Fender Contemporary Stratocaster electric guitars were produced by Fender Japan in the 1980s.

General features 
 “D” profile neck with a 12" radius.
 "Single action" or "BiFlex" truss rod adjustment on the headstock.
 Microtilt neck angle fine adjustment.
 Some models have string trees.
 Some models have a coil split switch.
 22 medium jumbo frets.
 Fender Roto-matic tuners, and 4 bolt neck plate.
 11 screw pickguard. Some models don't have a pickguard.
 String locking.
 Fender Schaller System I, System II, System III tremolo systems. Some are fitted with Kahler   2500/2520
 Various combinations of single coil and or humbucking pickups on various models.
 25.5" scale length except model 27-5500 which has a 24.75" scale length.

Excerpts from location labeling data:
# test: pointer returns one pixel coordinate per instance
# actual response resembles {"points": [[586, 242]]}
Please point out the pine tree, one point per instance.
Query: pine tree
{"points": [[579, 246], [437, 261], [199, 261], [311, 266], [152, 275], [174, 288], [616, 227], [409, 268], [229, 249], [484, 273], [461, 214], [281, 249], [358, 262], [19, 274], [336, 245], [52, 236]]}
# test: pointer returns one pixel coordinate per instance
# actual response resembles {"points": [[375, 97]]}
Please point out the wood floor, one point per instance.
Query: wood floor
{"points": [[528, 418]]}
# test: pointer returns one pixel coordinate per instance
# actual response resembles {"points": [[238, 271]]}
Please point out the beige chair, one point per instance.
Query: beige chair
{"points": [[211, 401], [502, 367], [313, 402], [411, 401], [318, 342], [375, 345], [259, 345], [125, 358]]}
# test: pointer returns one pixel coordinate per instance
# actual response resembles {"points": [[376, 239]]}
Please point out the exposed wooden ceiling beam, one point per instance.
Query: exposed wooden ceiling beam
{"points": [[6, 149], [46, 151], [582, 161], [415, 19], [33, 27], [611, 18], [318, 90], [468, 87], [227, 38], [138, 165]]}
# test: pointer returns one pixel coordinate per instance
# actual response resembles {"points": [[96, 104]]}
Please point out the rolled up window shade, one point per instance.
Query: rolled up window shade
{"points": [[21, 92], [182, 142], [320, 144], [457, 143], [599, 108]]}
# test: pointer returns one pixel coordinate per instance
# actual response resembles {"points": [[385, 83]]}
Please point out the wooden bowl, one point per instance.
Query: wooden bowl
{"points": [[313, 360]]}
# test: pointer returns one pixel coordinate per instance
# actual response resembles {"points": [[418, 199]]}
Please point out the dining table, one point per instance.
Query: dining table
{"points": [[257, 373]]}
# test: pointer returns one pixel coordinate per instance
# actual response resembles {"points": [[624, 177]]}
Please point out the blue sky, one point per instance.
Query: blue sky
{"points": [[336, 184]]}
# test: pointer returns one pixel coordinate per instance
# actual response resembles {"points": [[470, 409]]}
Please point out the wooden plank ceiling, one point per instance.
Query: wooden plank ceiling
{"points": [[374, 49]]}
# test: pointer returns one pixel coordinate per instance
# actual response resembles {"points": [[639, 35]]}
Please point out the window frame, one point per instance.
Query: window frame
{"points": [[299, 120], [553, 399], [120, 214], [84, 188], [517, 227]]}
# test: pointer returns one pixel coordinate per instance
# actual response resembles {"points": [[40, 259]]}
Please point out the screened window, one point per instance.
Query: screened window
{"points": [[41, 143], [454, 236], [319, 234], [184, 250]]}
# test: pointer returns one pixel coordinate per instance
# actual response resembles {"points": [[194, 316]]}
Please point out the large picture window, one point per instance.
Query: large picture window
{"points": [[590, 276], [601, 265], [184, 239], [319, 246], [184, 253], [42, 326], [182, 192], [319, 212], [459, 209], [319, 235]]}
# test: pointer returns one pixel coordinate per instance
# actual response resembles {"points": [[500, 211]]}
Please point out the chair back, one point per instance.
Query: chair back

| TO BE DONE |
- 1) Update the part of the guitar text starting with "Fender Contemporary Stratocaster" and going on through "coil split switch.", changing "Microtilt" to "Micro-Tilt".
- 2) Answer these questions using the guitar text.
(a) Which company produced Fender Contemporary Stratocaster electric guitars, and in what decade?
(b) How many frets do these guitars have, and of what size?
(c) Which model has a scale length other than 25.5", and what is that length?
- 3) Translate this sentence from the guitar text into Spanish: "Fender Contemporary Stratocaster electric guitars were produced by Fender Japan in the 1980s."
The records stand apart from the guitar text and are separate material.

| SOLUTIONS TO THE EXERCISE |
- 1)
Fender Contemporary Stratocaster electric guitars were produced by Fender Japan in the 1980s.

General features 
 “D” profile neck with a 12" radius.
 "Single action" or "BiFlex" truss rod adjustment on the headstock.
 Micro-Tilt neck angle fine adjustment.
 Some models have string trees.
 Some models have a coil split switch.

- 2)
(a) Fender Japan, in the 1980s.
(b) 22 medium jumbo frets.
(c) Model 27-5500, with a 24.75" scale length.

- 3) Las guitarras eléctricas Fender Contemporary Stratocaster fueron fabricadas por Fender Japan en la década de 1980.